§ The exercise: Copy out the material below, replacing "Drop one point per instance" with "Place one point for each instance" everywhere it occurs and changing nothing else.

Extracted data entries:
>> BEGIN

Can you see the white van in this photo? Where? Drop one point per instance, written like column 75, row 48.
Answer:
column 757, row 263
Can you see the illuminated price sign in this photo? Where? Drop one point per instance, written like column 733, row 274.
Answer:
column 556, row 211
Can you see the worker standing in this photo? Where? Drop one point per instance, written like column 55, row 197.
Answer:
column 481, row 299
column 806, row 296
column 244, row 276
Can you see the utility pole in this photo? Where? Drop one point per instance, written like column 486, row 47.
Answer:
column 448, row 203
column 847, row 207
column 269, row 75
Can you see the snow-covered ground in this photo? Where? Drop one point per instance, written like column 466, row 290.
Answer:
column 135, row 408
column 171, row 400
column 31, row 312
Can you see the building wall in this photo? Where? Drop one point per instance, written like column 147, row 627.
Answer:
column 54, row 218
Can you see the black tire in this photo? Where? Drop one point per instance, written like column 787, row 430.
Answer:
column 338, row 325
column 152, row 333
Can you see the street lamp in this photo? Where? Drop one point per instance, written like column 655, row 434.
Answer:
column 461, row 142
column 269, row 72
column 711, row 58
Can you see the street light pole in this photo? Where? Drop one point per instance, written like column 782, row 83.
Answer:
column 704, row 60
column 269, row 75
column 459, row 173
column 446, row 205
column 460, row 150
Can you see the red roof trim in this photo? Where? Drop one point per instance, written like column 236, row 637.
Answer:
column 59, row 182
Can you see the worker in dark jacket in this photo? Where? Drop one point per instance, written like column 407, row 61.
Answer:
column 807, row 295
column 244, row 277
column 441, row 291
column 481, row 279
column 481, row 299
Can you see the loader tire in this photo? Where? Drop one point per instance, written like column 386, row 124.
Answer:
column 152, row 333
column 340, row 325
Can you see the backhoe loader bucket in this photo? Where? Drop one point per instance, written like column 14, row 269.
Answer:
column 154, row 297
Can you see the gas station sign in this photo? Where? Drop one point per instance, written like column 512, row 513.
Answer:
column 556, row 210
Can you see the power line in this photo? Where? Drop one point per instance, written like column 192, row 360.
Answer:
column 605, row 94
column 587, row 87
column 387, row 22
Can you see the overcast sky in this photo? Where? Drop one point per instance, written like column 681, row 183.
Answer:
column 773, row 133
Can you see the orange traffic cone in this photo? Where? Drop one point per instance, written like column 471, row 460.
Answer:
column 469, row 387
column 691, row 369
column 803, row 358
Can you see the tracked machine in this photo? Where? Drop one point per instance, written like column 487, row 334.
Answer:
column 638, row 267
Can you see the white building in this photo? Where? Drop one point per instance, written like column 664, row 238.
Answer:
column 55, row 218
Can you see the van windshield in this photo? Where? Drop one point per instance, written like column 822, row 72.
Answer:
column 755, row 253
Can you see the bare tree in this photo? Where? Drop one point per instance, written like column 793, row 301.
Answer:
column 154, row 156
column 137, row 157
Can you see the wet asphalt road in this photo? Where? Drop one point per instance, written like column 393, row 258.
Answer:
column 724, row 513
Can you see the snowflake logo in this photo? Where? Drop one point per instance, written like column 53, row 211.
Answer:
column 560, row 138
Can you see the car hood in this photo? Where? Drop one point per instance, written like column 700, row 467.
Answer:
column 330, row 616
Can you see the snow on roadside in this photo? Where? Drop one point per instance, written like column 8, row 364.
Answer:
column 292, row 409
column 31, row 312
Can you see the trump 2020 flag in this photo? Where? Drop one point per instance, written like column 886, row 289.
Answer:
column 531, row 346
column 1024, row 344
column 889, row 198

>> END

§ Solution to the problem:
Can you see the white van in this photo? Where? Place one point for each instance, written like column 75, row 48.
Answer:
column 757, row 263
Can you see the illuminated price sign in this photo? Where? Place one point for each instance, written like column 733, row 274.
Answer:
column 556, row 211
Can you see the worker standing in this photo? Where? Place one point for each instance, written like column 55, row 197.
Answer:
column 481, row 299
column 806, row 296
column 244, row 276
Can you see the utility pole in this photo? Where? Place one point for each instance, written like column 486, row 47.
Answer:
column 448, row 203
column 847, row 207
column 269, row 75
Can you see the snow-covered ground in this photo? Where? Place one point for each instance, written like column 466, row 290.
Answer:
column 135, row 408
column 171, row 400
column 31, row 312
Can you see the building wall in this photo? Where? Place one point for each instance, written like column 147, row 627.
Answer:
column 54, row 218
Can you see the black tire in this photo? Where? Place one point for each instance, written like column 787, row 430.
Answer:
column 338, row 325
column 152, row 333
Can you see the street lamp in this photo? Where? Place one point for each instance, written like column 655, row 434.
Answer:
column 461, row 142
column 269, row 72
column 711, row 58
Can you see the street light pole in this photo? Where? Place one point for each instance, written like column 782, row 83.
Answer:
column 704, row 60
column 269, row 75
column 459, row 173
column 446, row 205
column 460, row 150
Can you see the red roof trim in this photo? Where? Place one point for each instance, written like column 236, row 637.
Answer:
column 59, row 182
Can you see the worker in dark jacket in this photo? Where? Place one point for each instance, written like column 407, row 61.
Answer:
column 807, row 295
column 244, row 277
column 441, row 291
column 481, row 279
column 481, row 299
Can you see the loader tire in this photo? Where? Place one point for each instance, written like column 386, row 124.
Answer:
column 152, row 333
column 340, row 325
Can you see the backhoe loader bucket in this photo? Where? Place one point for each instance, written like column 14, row 269.
Answer:
column 154, row 297
Can you see the gas station sign in this photo? Where? Place one point for each instance, written like column 512, row 513.
Answer:
column 556, row 210
Can you see the power line in this photo? Where? Place one point for each instance, written like column 192, row 360.
Answer:
column 605, row 94
column 587, row 87
column 387, row 22
Can you see the overcast sky in this photo? Where? Place one point for each instance, written like column 681, row 183.
Answer:
column 773, row 133
Can you see the orange traffic cone in this photo? Where? Place one point for each instance, written like column 471, row 460.
Answer:
column 469, row 387
column 691, row 369
column 803, row 358
Can you see the tracked machine in this photo? Where? Place one point for each instance, written like column 487, row 334.
Answer:
column 638, row 267
Can you see the white building in this photo? Where? Place one point for each instance, written like column 664, row 238.
Answer:
column 55, row 218
Can you see the van windshield in this photo? Where? Place one point for each instance, written like column 822, row 72.
Answer:
column 755, row 253
Can you see the bare tree in this photo? Where? Place one point for each instance, written like column 793, row 301.
Answer:
column 154, row 156
column 137, row 157
Can you see the wet asphalt road in this photo? Where? Place one point for each instance, written like column 393, row 258.
Answer:
column 724, row 513
Can you see the snowflake logo in this photo? Where? Place one point for each instance, written like column 53, row 211.
Answer:
column 560, row 138
Can you see the car hood in this photo? Where? Place one point for each instance, written like column 700, row 467.
Answer:
column 330, row 616
Can you see the snow on roadside in this photo? Where? Place one point for each instance, written like column 8, row 364.
Answer:
column 292, row 409
column 31, row 312
Can you see the trump 2020 flag in this photo? Where? Place one point for each instance, written like column 886, row 289.
Answer:
column 531, row 346
column 1024, row 344
column 889, row 198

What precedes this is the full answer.